> [Task description]: Count the lines in the material below that contain the word "lawn", and give only that number.

▬▬▬▬▬▬

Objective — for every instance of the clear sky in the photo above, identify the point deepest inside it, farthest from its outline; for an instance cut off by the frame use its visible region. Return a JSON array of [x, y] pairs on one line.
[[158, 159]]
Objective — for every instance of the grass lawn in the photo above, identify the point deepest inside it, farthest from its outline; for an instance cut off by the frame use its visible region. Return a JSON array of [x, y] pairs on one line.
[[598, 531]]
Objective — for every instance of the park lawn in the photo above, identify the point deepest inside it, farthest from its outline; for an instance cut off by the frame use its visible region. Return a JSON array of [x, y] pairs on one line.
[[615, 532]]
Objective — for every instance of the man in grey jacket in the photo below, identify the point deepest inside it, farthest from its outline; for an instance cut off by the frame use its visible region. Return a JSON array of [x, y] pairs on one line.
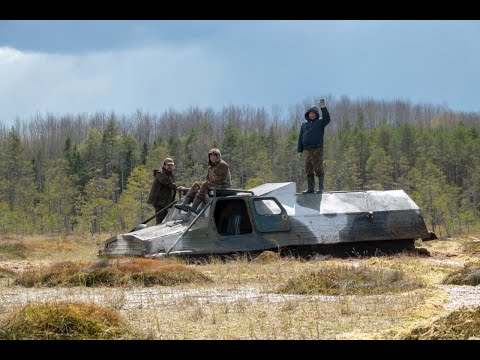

▬▬▬▬▬▬

> [Response for this exercise]: 2